EXERCISE INSTRUCTIONS
Give back the lines below exactly, but do not include any pictures.

EXTRACTED MATERIAL

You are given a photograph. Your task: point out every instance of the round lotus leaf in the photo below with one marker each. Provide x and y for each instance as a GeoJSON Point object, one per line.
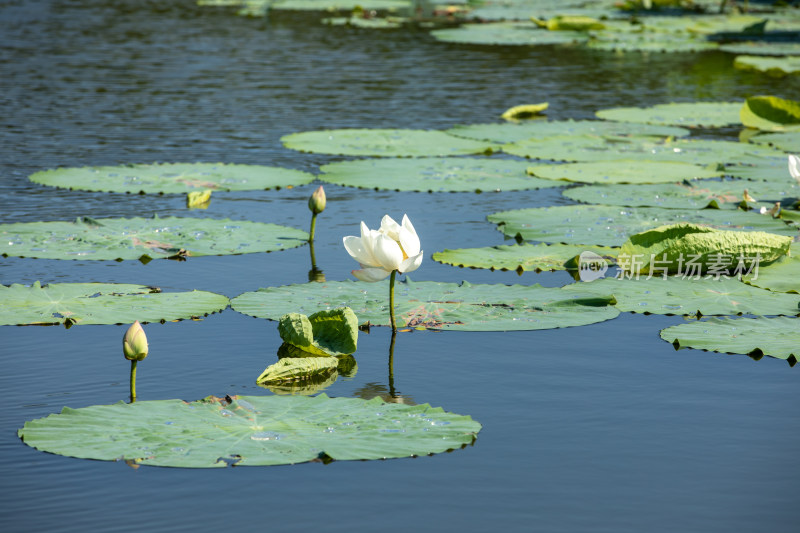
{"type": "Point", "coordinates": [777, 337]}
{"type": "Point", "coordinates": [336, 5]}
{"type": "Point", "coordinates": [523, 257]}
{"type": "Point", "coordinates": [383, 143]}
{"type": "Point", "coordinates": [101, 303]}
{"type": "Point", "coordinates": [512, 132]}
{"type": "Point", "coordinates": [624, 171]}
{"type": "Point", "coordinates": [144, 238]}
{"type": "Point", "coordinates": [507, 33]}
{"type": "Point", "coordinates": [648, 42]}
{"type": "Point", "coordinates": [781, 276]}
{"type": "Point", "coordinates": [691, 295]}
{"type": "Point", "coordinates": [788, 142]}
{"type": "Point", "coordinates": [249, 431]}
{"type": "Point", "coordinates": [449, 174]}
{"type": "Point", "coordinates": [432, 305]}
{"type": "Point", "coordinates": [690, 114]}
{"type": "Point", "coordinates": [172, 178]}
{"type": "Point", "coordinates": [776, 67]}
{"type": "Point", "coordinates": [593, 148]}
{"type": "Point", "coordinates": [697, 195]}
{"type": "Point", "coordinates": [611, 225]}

REPLY
You are given a photograph. Your task: point out every instance of the round lotus leaf in the photo below with one marker each. Provide x and y for each instance as a GeoJSON Point object, one per line.
{"type": "Point", "coordinates": [777, 337]}
{"type": "Point", "coordinates": [336, 5]}
{"type": "Point", "coordinates": [523, 257]}
{"type": "Point", "coordinates": [383, 143]}
{"type": "Point", "coordinates": [101, 303]}
{"type": "Point", "coordinates": [512, 132]}
{"type": "Point", "coordinates": [624, 171]}
{"type": "Point", "coordinates": [144, 238]}
{"type": "Point", "coordinates": [507, 33]}
{"type": "Point", "coordinates": [648, 42]}
{"type": "Point", "coordinates": [781, 276]}
{"type": "Point", "coordinates": [691, 295]}
{"type": "Point", "coordinates": [788, 142]}
{"type": "Point", "coordinates": [249, 431]}
{"type": "Point", "coordinates": [449, 174]}
{"type": "Point", "coordinates": [432, 305]}
{"type": "Point", "coordinates": [690, 114]}
{"type": "Point", "coordinates": [172, 178]}
{"type": "Point", "coordinates": [776, 67]}
{"type": "Point", "coordinates": [593, 148]}
{"type": "Point", "coordinates": [697, 195]}
{"type": "Point", "coordinates": [611, 225]}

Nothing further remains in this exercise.